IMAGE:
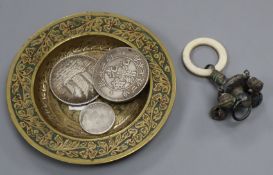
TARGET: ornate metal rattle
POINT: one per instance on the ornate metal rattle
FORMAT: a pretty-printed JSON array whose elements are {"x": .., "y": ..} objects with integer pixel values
[{"x": 237, "y": 94}]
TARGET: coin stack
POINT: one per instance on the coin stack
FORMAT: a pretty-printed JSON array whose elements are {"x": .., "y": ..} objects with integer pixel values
[{"x": 118, "y": 76}]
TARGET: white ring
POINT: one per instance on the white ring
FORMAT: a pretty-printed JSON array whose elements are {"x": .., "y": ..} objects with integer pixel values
[{"x": 221, "y": 51}]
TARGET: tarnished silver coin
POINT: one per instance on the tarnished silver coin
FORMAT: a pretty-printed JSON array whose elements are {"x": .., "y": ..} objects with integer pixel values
[
  {"x": 71, "y": 81},
  {"x": 121, "y": 74},
  {"x": 97, "y": 118}
]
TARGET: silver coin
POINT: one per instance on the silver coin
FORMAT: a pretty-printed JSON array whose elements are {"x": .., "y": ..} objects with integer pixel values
[
  {"x": 71, "y": 81},
  {"x": 121, "y": 74},
  {"x": 97, "y": 118}
]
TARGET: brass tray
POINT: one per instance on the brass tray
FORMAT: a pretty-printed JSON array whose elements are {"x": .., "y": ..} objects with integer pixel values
[{"x": 51, "y": 126}]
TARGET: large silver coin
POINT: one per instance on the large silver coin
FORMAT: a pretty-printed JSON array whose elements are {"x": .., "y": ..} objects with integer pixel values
[
  {"x": 121, "y": 74},
  {"x": 71, "y": 81},
  {"x": 97, "y": 118}
]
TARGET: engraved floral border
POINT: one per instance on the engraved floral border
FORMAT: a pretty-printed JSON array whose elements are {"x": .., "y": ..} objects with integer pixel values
[{"x": 38, "y": 131}]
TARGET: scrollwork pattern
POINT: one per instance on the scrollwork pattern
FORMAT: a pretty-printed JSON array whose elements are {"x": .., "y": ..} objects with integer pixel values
[{"x": 41, "y": 44}]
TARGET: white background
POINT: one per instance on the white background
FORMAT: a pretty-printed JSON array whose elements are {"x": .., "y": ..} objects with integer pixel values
[{"x": 190, "y": 143}]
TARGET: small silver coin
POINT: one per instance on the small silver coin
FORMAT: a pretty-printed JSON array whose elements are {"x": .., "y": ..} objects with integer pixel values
[
  {"x": 71, "y": 81},
  {"x": 97, "y": 118},
  {"x": 121, "y": 74}
]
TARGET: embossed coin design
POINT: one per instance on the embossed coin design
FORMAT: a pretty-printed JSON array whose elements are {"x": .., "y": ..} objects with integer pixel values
[
  {"x": 71, "y": 80},
  {"x": 121, "y": 74},
  {"x": 97, "y": 118}
]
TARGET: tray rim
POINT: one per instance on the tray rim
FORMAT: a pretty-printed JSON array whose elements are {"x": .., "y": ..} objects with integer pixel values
[{"x": 78, "y": 160}]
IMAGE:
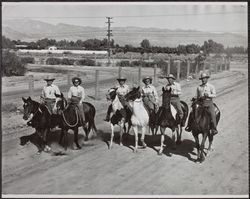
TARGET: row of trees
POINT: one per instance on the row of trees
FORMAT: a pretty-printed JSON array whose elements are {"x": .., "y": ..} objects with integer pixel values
[{"x": 208, "y": 47}]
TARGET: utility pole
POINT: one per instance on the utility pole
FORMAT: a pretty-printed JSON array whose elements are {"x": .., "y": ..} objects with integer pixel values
[{"x": 109, "y": 35}]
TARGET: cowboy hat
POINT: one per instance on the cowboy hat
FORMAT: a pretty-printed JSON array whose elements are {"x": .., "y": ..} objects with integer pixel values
[
  {"x": 76, "y": 79},
  {"x": 121, "y": 79},
  {"x": 204, "y": 75},
  {"x": 49, "y": 78},
  {"x": 170, "y": 76},
  {"x": 147, "y": 77}
]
========================================================================
How to complete this task:
Work through the data above line by line and give the number of lines in which "trees" occurs. Add nothing else.

Solution:
2